╭──
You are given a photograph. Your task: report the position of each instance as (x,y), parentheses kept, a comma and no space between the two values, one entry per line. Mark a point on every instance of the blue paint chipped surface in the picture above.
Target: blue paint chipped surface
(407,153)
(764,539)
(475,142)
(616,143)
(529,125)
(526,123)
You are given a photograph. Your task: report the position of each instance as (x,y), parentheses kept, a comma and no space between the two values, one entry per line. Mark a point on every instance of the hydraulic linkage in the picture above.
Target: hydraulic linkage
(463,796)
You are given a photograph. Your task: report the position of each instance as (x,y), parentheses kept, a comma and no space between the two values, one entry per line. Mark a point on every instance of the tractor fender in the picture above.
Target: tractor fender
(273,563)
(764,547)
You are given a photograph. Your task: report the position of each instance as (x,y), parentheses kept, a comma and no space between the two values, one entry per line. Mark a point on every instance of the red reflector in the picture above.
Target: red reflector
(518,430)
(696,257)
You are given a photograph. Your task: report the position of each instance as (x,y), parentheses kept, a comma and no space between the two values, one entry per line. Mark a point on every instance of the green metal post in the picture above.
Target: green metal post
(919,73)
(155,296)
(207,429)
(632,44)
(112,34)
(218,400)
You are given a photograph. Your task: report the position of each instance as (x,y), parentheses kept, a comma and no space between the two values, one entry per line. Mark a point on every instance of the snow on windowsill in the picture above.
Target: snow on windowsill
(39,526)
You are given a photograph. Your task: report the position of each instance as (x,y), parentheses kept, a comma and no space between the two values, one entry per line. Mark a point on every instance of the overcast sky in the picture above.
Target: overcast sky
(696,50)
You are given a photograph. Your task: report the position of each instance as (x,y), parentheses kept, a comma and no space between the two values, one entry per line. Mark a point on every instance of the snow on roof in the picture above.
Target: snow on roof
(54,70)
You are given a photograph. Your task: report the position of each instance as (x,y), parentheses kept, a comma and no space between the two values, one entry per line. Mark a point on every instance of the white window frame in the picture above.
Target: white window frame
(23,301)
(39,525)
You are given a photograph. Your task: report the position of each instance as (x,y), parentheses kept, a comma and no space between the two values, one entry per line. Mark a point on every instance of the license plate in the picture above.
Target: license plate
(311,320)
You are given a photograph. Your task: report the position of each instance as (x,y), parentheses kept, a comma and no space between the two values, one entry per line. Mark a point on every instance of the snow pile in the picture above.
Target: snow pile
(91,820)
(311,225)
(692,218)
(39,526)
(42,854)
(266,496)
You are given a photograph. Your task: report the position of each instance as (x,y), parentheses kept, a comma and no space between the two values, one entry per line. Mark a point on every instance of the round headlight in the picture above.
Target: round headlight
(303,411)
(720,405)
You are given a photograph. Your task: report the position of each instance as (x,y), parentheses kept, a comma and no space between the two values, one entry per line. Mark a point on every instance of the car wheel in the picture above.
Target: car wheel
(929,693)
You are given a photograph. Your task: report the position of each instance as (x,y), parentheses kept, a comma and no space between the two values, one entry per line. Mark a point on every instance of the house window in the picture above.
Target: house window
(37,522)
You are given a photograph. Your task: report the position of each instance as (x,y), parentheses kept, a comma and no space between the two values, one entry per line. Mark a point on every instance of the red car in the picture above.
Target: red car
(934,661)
╰──
**BRIEF:** Print the entries above exactly as they were written, down to the last line.

**TASK ANSWER:**
You are given a photograph. Your task: report the position of each instance as (x,y), parentheses kept, a comma and no space between the two values, one entry per line. Mark a point on every instance of the blue paint chipped surface in the picture above.
Target: blue paint chipped surface
(407,153)
(764,539)
(475,142)
(616,143)
(529,125)
(526,123)
You are given a photograph. Your task: report the position of each instance as (x,y), parentheses kept, a comma and no space between the two values, one entry per line. Mark a point on every instance of the hydraulic linkage in the picture above.
Target: hydraulic linkage
(463,796)
You are given a photograph. Your task: report the position of each instance as (x,y), parentheses kept, a comma and no space between the two values, one entry per line. Mark a point on every instance of the tractor fender in the picture above.
Target: tractor fender
(273,563)
(764,547)
You are given a photograph. Your task: report the position of each instance as (x,y), parentheses kept, a comma and no space between the two values, one entry per line. Mark a point on every instance of the red reflector in the picture above.
Target: red reflector
(518,430)
(696,257)
You are given a photograph. Your task: report the position of each instance as (x,y), parentheses kept, a comma and no space between the two values, one entry per line. Mark a point on every instance of the green metal post in the picture above.
Target: green metal post
(919,73)
(155,296)
(207,429)
(632,44)
(112,34)
(218,400)
You are given a photograph. Your task: report the position of each instance as (x,y), parentheses kept, a comma and no space between the two values, one entry per line. Mark a point on every instance of the snow on windowsill in the picture above.
Target: snow on windowsill
(39,526)
You are given a photograph. Your task: report the position of each instance as (x,y), parentheses kept, a comma and no space between the two values, one entry per line. Mark a point on every instance of the overcast sky in the picture above.
Target: overcast sky
(696,50)
You are given a photograph. Your task: report the position of each instance as (x,y), parentheses kept, a comma and no space between the two values, one entry per line. Mark a point on every instance of the snow on roof in the picture above.
Target: snow on roof
(54,70)
You are given a photograph. Your task: report the position of each instance as (x,y), parentheses kept, a comma and no space between the two values, one entry per line. Mark a point on every instance of the white window frame in the picture above.
Target: white window frame
(23,301)
(39,525)
You are given a photograph. Your task: report the position of each instance as (x,y), parentheses kept, a comma and no space between the two values, one entry per line. Mark a point on every instance of the license plate in the picture above.
Target: license plate
(311,320)
You are given a photograph. Your task: report the position of each instance as (x,y), parentheses kept, a comma and no space between the two values, one entry per line. Mark a point on every instance of the snow pile in the picture above.
Target: snow pile
(91,820)
(311,225)
(692,218)
(39,526)
(42,854)
(266,496)
You are given a photograph. Your task: report the position of each instance as (x,y), parentheses kept, a comma and no space between the two values, one entry per line. Mark a point on every instance of the round headlight in the picture above.
Target: round headlight
(303,411)
(720,405)
You are given a photograph. Your task: report the position of each instance as (x,y), parentheses kept, a comma and no space between the two values, one entry per line. Mark a point on every instance of the car wheel in the picture above.
Target: car wheel
(929,693)
You are given a photograph. Your task: report the position of each instance as (x,y), parentheses kept, a comma and no space between the two values, one entry per line. Mark a point on every instance of the house window in the picture above.
Target: house window
(37,522)
You are given a photograph. Your task: report the position of each instance as (x,y), parentheses kept, a comma and no space between the two values, one entry per line. Mark a point on every instance of the red car in the picture above.
Target: red car
(934,661)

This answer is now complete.